**Reading text**

============================================================

F1: Round 14 – Monza, Italy – Sun Sep 14

There’s a school of thought that says that all F1 Grand Prix races should be held in wet conditions, and with a thoroughly mixed up grid, because you always get a classic race that way. This weekend’s Italian Grand Prix proved … Exactly that.

Sebastien Vettel had taken pole position in a sodden qualifying session on Saturday, making him the youngest pole sitter in F1 history. Naturally everyone knew it was a fluke, a stroke of a good luck. It was nice for one of the F1 minnow teams to have the limelight (remember, they’re what remains of the perennially unsuccessful Minardi team) but everyone knew that they didn’t have a chance in hell of converting it to a win and would be pushing it to make a podium.

As if to prove the point, Vettel’s Toro Rosso teammate Sebastien Bourdais stalled on the grid and had to be wheeled into the pit lane, going a lap down as the cars started under safety car conditions because of the rain that was still falling, and which made the first chicane a multi-car pile-up waiting to happen.

But Vettel had no such traumas, and when the time came for the safety car to come in and the cars to take the green flag, Vettel handled the restart with the cool assertiveness of a seasoned pro. Any thoughts that Heikki Kovalainen might have had about pressuring the young German into a mistake were quickly dispelled.

With the water spray causing visibility problems for everyone, the only place to be was in the front – with a clear field of vision. That’s what Vettel had, and he used it for all it was worth. He posted times almost 2s per lap faster than Kovalainen for the first stint, pulling out a lead of almost 10s.

Of course, Vettel was two-stopping – it was the only sensible decision for the cars up front, while cars further back would be trying a one-stop gamble instead. So when Vettel, Kovalainen et al came in, things started to get very interesting as we waited for the divergent strategies to work themselves out.

Kimi Raikkonen was starting from 14th and Lewis Hamilton from an atrocious and very unfamiliar 15th. And it seemed as though all the furore in Spa had got to Hamilton, because for the first few laps he seemed to be sulking – sullenly following Raikkonen around but making no moves. Very un-Lewis-like.

But it was clear that Lewis was battling not only a very heavy fuel load, but also being held up by Raikkonen who was making heavy weather indeed of getting past Giancarlo Fisichella in the Force India. When Kimi finally made it past, Lewis followed through in a matter of minutes – and then sliced past the Ferrari for good measure.

From that point on, Hamilton was on fire, seemingly able to drive past all and sundry at will. Also gaining positions thanks to the two stoppers coming out of the pits behind him, Lewis found himself gaining over a second a lap on Vettel himself. With only one planned pit stop for both of them to come, Lewis was within two seconds of the leader by the time he came in for his stop at the halfway point of the race.

Everything now hinged on the weather. Up to this point, everyone had been on extreme wet tyres – the only reasonable choice. And the weather forecasts were saying that more rain – heavy and persistent – was imminent; but the track was definitely drying out ahead of that new rain and the extreme wets were starting to suffer. Lewis stayed on the extremes, and continued to make up time on Vettel, but it came down to when that rain would arrive as to whether he could make the extremes last all the way to the end.

============================================================

**Entries provided**
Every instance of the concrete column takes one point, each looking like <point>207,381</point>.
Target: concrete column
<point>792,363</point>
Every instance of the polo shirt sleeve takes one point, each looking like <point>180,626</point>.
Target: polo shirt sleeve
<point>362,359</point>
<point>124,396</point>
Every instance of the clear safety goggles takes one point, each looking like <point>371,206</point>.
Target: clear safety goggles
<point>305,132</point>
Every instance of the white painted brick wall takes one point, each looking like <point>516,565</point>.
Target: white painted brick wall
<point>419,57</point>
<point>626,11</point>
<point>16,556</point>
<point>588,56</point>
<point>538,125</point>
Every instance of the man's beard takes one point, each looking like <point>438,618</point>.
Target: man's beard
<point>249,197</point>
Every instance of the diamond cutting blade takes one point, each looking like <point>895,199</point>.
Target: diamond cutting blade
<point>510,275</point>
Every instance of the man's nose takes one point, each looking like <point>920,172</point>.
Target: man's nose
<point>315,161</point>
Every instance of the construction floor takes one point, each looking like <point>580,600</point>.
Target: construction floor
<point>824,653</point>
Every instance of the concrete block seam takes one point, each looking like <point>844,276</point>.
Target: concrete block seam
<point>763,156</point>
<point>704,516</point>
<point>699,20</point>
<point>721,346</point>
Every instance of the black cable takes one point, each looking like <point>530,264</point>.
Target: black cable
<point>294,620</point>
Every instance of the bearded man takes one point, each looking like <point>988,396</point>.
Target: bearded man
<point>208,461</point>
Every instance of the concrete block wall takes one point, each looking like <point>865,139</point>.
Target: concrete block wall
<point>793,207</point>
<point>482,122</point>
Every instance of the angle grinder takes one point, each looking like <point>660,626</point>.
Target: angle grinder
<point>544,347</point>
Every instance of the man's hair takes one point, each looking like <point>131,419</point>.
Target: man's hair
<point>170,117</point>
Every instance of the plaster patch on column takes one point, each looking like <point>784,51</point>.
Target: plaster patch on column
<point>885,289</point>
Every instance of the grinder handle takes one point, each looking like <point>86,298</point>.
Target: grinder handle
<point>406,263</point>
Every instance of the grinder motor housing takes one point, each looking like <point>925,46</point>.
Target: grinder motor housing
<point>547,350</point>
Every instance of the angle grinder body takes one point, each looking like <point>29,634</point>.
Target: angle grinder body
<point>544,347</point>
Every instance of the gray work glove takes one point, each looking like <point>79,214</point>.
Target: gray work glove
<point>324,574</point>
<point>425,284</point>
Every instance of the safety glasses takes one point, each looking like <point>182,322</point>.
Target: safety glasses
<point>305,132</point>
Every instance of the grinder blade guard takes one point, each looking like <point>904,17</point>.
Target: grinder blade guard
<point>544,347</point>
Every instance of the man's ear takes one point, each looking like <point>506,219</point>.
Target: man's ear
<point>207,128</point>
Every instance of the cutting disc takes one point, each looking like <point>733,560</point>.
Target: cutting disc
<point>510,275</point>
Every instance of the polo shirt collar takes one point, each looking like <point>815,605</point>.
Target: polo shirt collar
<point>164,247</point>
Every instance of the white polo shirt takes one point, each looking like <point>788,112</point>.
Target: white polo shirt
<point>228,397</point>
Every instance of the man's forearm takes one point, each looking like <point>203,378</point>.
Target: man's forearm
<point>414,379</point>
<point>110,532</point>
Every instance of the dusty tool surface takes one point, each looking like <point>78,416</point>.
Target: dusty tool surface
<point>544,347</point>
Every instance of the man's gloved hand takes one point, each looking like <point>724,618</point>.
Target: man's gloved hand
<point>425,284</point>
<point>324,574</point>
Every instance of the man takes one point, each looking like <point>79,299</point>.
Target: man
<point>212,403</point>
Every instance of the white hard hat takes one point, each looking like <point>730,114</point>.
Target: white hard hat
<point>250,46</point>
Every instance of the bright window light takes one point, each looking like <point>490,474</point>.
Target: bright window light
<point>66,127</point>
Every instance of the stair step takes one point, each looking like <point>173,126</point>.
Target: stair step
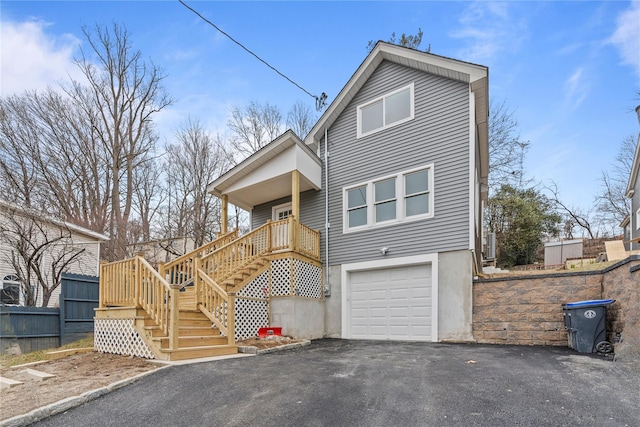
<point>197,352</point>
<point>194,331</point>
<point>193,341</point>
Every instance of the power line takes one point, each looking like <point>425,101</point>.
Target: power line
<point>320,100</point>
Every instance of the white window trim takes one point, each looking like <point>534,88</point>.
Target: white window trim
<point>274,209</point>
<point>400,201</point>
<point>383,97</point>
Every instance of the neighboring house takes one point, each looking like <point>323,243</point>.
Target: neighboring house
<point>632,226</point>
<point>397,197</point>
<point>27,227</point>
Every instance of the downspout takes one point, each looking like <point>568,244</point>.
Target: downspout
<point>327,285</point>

============================================================

**Goal 1**
Render this sentence from the Italian Grand Prix report in Spanish: "That’s what Vettel had, and he used it for all it was worth."
**Goal 2**
Carry the Italian Grand Prix race report forward from its final sentence.

**Final answer 1**
Eso es lo que tenía Vettel, y lo aprovechó al máximo.

**Final answer 2**
Unfortunately for Lewis, it turned out not to be a case of “when will the rain arrive” as “where did that rain go”? It never came. It fell perfectly for the two stoppers, who could now take their second stop at just the right moment when the track was dry enough and the intermediates the faster tyre; the one stoppers were royally screwed. They would have to come in again themselves for a second, unscheduled stop to change tyres; from being a contender for the race win, Lewis Hamilton was now scrapping for the minor points. He also seemed to cook those intermediate tyres in one last big push for the points, and was struggling in the closing laps pressured from behind by Mark Webber. Webber tried one big move to overtake Hamilton and nearly did it, but Hamilton savagely closed the gap and left Webber no room except to run off the track and cut the chicane. A bit naughty of the Brit, frankly.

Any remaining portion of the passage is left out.